What to produce -> Print only the lines below from the one with "Target: stone pillar" to the one with "Target: white frosting swirl", both included, exactly as they stand. Leave pictures out.
*** Available records ***
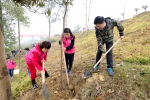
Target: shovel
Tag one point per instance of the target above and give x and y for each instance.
(88, 74)
(45, 91)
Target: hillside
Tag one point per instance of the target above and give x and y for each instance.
(131, 80)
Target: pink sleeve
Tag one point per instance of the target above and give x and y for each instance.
(35, 61)
(45, 58)
(14, 64)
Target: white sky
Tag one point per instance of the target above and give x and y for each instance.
(106, 8)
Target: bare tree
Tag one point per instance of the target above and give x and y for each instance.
(123, 15)
(136, 9)
(144, 7)
(5, 89)
(87, 4)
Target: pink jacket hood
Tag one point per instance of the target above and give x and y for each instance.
(10, 64)
(67, 44)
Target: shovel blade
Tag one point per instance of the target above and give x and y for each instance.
(87, 74)
(45, 93)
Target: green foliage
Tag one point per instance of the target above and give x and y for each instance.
(77, 29)
(12, 12)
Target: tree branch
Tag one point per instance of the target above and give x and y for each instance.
(84, 3)
(33, 10)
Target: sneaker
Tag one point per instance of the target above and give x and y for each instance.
(96, 68)
(69, 72)
(110, 71)
(46, 74)
(35, 86)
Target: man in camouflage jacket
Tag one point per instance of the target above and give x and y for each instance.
(104, 33)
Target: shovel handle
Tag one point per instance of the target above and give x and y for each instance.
(65, 65)
(107, 52)
(43, 76)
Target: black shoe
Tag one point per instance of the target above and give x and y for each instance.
(35, 86)
(46, 74)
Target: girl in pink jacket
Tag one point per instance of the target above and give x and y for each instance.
(10, 66)
(69, 48)
(34, 60)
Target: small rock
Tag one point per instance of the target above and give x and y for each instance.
(89, 80)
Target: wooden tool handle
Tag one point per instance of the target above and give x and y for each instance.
(106, 52)
(65, 65)
(43, 76)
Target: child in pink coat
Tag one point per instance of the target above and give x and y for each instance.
(34, 60)
(10, 66)
(69, 48)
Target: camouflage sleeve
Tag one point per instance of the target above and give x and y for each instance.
(119, 27)
(99, 42)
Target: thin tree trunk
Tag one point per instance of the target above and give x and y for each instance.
(49, 21)
(5, 88)
(19, 40)
(62, 42)
(86, 19)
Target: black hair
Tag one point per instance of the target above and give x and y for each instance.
(45, 44)
(68, 30)
(99, 20)
(27, 49)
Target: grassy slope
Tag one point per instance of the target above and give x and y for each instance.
(134, 49)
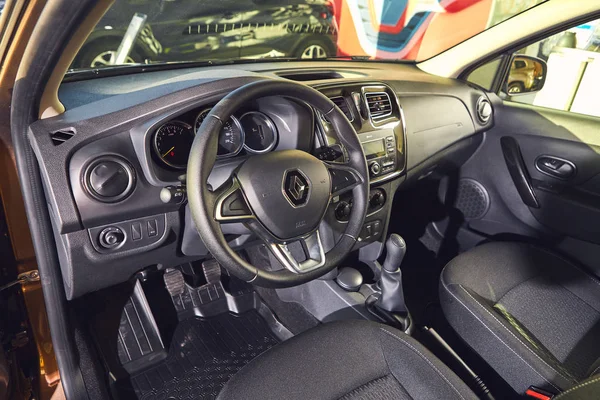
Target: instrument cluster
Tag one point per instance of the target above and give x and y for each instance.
(252, 132)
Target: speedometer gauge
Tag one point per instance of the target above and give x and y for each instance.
(231, 138)
(173, 142)
(261, 133)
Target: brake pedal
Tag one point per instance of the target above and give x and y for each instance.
(212, 271)
(174, 282)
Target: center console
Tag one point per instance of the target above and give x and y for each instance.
(375, 113)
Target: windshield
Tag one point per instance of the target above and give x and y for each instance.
(171, 31)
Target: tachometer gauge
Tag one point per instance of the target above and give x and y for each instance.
(261, 133)
(231, 138)
(173, 142)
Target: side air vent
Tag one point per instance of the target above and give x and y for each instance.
(59, 137)
(379, 104)
(484, 110)
(343, 105)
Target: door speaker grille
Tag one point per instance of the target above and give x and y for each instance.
(472, 199)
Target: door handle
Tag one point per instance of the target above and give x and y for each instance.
(518, 171)
(555, 167)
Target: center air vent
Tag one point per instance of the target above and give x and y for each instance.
(484, 110)
(379, 104)
(59, 137)
(343, 105)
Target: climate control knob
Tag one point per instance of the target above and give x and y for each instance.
(375, 168)
(111, 237)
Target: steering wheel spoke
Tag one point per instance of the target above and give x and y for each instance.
(231, 205)
(309, 247)
(343, 178)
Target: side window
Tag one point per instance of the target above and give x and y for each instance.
(572, 77)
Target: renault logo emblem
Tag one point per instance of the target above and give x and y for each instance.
(296, 188)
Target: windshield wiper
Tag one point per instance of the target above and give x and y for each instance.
(122, 69)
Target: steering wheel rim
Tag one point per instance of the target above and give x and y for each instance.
(203, 202)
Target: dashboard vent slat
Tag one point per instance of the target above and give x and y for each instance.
(343, 105)
(59, 137)
(379, 104)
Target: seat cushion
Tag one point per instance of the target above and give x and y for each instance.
(347, 360)
(531, 314)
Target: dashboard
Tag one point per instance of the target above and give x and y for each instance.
(248, 132)
(113, 165)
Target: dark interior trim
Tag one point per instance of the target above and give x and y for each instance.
(57, 23)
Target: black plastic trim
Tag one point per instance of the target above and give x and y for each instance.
(518, 170)
(44, 48)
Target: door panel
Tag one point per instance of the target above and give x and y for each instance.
(568, 216)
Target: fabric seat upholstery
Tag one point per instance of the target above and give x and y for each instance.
(531, 314)
(347, 360)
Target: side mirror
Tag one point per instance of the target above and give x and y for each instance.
(526, 75)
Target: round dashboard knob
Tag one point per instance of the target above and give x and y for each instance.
(375, 168)
(377, 199)
(111, 237)
(109, 179)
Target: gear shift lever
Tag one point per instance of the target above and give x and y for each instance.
(392, 294)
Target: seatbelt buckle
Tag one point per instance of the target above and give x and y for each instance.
(537, 393)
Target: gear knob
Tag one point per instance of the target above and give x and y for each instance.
(396, 249)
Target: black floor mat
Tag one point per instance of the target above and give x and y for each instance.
(203, 355)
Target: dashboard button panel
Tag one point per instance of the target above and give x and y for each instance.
(128, 235)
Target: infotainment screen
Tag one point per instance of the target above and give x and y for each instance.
(374, 148)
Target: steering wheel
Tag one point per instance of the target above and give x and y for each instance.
(280, 196)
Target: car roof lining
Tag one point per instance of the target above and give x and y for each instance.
(50, 105)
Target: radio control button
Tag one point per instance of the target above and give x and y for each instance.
(375, 168)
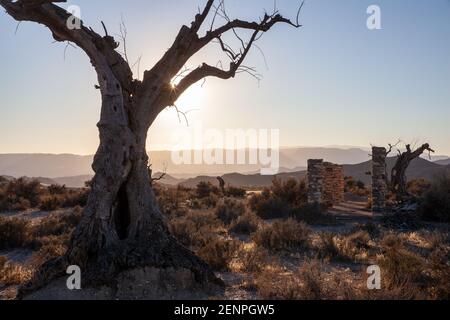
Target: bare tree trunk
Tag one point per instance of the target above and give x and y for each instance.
(122, 227)
(398, 180)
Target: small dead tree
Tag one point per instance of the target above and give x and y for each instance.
(398, 179)
(122, 226)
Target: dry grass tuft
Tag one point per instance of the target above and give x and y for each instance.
(286, 235)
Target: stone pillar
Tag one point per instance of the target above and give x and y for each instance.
(379, 186)
(334, 184)
(315, 180)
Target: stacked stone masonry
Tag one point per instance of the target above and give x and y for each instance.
(326, 182)
(379, 185)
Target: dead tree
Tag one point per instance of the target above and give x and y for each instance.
(221, 184)
(122, 226)
(398, 174)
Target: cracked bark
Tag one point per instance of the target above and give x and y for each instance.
(122, 227)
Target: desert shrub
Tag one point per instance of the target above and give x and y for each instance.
(20, 194)
(435, 205)
(50, 203)
(74, 198)
(229, 210)
(277, 286)
(219, 252)
(280, 199)
(55, 189)
(354, 246)
(418, 187)
(245, 224)
(14, 232)
(210, 202)
(400, 266)
(184, 230)
(439, 261)
(326, 246)
(267, 206)
(291, 191)
(391, 240)
(356, 187)
(52, 248)
(195, 229)
(29, 190)
(235, 192)
(57, 223)
(205, 189)
(283, 235)
(349, 247)
(255, 259)
(309, 283)
(312, 213)
(13, 273)
(371, 228)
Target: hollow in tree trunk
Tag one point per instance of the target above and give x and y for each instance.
(122, 227)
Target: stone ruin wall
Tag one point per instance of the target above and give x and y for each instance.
(326, 182)
(379, 185)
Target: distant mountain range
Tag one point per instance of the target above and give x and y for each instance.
(68, 165)
(74, 170)
(419, 169)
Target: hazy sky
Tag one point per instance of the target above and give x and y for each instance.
(332, 82)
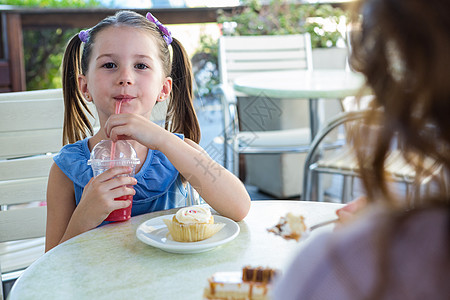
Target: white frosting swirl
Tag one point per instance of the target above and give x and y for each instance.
(193, 214)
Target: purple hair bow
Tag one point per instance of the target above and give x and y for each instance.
(84, 35)
(166, 33)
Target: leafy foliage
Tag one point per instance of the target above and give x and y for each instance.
(277, 18)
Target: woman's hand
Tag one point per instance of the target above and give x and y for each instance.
(97, 201)
(348, 212)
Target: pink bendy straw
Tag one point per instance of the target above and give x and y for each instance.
(113, 144)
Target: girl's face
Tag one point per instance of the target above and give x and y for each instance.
(125, 66)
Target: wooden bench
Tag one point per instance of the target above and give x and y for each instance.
(30, 135)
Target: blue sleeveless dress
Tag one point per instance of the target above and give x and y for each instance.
(159, 185)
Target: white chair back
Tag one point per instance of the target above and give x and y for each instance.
(241, 55)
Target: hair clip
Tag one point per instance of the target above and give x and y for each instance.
(166, 32)
(84, 35)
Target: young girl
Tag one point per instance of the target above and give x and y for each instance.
(392, 249)
(135, 60)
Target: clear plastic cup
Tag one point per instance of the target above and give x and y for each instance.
(101, 160)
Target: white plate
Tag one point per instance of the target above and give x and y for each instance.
(155, 233)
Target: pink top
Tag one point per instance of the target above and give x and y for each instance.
(344, 265)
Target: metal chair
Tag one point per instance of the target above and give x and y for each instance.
(339, 159)
(240, 55)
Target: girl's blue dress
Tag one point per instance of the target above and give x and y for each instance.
(159, 185)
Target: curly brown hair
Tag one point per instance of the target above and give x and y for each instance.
(402, 48)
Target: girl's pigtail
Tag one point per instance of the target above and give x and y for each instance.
(181, 116)
(76, 121)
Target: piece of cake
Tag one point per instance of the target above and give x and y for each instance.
(192, 224)
(290, 227)
(249, 284)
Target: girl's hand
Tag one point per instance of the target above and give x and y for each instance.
(348, 212)
(97, 201)
(134, 127)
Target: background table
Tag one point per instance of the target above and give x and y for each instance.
(302, 84)
(111, 263)
(312, 85)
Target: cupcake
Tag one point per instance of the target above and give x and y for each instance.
(192, 224)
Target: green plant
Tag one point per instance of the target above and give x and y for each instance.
(44, 47)
(283, 17)
(204, 65)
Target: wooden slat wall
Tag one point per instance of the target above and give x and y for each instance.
(5, 77)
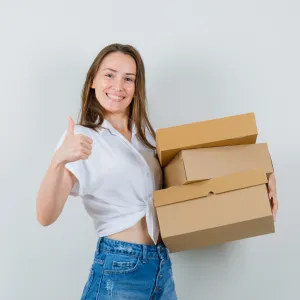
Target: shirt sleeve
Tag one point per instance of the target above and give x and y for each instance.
(80, 168)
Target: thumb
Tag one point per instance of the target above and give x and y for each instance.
(71, 126)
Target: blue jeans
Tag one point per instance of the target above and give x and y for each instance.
(123, 270)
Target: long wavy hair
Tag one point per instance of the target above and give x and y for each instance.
(92, 113)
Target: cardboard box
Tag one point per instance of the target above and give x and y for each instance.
(200, 164)
(228, 131)
(214, 211)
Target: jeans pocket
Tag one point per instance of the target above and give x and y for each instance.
(88, 284)
(121, 264)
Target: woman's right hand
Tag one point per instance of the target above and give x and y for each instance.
(74, 147)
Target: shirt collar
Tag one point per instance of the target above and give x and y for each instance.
(108, 128)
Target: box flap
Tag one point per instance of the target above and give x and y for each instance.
(207, 163)
(233, 130)
(174, 173)
(200, 189)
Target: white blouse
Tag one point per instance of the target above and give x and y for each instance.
(117, 181)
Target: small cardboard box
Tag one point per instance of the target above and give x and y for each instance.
(214, 211)
(200, 164)
(234, 130)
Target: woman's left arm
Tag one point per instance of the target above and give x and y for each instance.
(273, 194)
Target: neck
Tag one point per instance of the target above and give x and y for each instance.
(119, 122)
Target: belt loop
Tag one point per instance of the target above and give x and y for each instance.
(144, 253)
(168, 253)
(98, 246)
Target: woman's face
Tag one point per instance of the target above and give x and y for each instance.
(114, 82)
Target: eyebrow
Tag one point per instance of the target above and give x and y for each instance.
(116, 71)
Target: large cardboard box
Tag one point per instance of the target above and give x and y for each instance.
(214, 211)
(234, 130)
(206, 163)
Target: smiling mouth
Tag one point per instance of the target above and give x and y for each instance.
(114, 98)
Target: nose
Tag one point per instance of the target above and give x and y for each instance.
(118, 84)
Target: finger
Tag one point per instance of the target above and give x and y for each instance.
(86, 145)
(270, 194)
(85, 138)
(71, 126)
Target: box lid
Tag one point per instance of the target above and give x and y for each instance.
(233, 130)
(206, 163)
(200, 189)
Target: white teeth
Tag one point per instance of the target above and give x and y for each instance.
(116, 98)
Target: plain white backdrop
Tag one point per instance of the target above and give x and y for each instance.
(203, 59)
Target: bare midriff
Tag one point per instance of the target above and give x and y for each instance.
(136, 234)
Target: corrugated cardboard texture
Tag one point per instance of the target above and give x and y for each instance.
(200, 164)
(200, 189)
(188, 222)
(235, 130)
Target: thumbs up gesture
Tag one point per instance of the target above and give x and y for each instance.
(75, 146)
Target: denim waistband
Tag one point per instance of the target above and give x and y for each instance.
(159, 251)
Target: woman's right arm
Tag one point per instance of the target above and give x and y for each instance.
(58, 181)
(54, 192)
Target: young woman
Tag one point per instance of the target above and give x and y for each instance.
(109, 160)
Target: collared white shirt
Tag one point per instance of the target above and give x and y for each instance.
(117, 181)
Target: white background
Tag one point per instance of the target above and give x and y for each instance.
(204, 59)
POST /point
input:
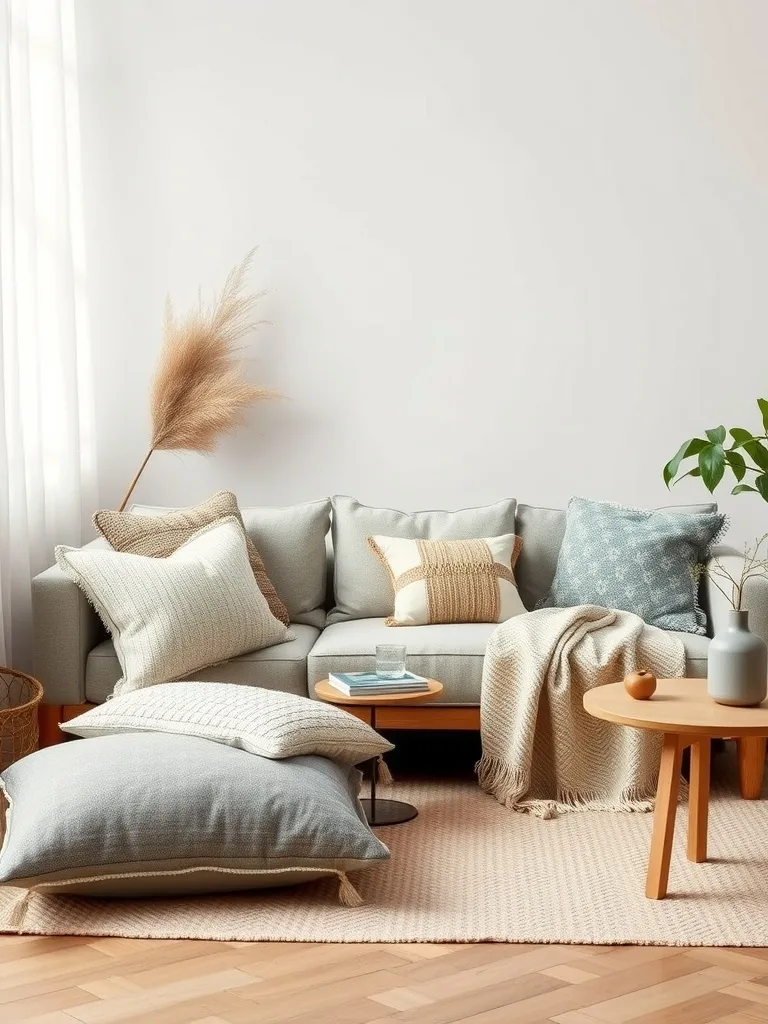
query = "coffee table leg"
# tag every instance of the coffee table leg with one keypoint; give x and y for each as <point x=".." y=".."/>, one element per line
<point x="698" y="806"/>
<point x="664" y="817"/>
<point x="751" y="766"/>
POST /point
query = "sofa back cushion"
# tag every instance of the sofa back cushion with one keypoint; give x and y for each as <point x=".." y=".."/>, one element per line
<point x="542" y="531"/>
<point x="291" y="541"/>
<point x="361" y="583"/>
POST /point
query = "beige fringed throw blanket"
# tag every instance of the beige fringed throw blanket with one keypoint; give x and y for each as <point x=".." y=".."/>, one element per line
<point x="541" y="751"/>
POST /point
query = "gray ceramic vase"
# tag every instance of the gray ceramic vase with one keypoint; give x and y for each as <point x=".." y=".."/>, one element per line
<point x="737" y="666"/>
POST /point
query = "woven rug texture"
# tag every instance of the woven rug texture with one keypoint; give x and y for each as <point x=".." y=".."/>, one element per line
<point x="470" y="869"/>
*** End of Available records ***
Answer box ->
Target: stone pillar
Tag one point per instance of the target above and give x and y for each instance.
(379, 186)
(334, 184)
(315, 180)
Target: stacked stone masonry
Tag one point per instance of the target above and give x and y for each instance.
(326, 182)
(379, 185)
Target: dead tree
Tag one point per instance of the target above and give x and y for each instance.
(221, 184)
(122, 226)
(398, 174)
Target: cracked bark
Tag one point per instance of the target above and give x and y for each instance.
(122, 227)
Target: desert shrub
Tag one point per instance of the target above and give x and y for each instance.
(20, 194)
(435, 205)
(50, 203)
(74, 198)
(229, 210)
(277, 286)
(219, 252)
(280, 199)
(55, 189)
(354, 246)
(418, 187)
(245, 224)
(14, 232)
(210, 202)
(400, 266)
(184, 230)
(439, 261)
(326, 246)
(267, 206)
(291, 191)
(391, 240)
(356, 187)
(52, 248)
(195, 229)
(29, 190)
(235, 192)
(57, 223)
(205, 189)
(283, 235)
(349, 247)
(255, 259)
(309, 283)
(312, 213)
(13, 273)
(371, 228)
Target: hollow in tree trunk
Tag one point per instance of the target above and give x and y for each instance.
(122, 227)
Target: stone ruin wall
Tag one point per instance of the target above and give x and y for each instance.
(326, 182)
(379, 185)
Target: distant mountain range
Tag one point per instance of the target above and give x and y for each instance.
(68, 165)
(74, 170)
(419, 169)
Target: hazy sky
Tag one point per instance of the target above and give x and y for each instance.
(332, 82)
Target: white frosting swirl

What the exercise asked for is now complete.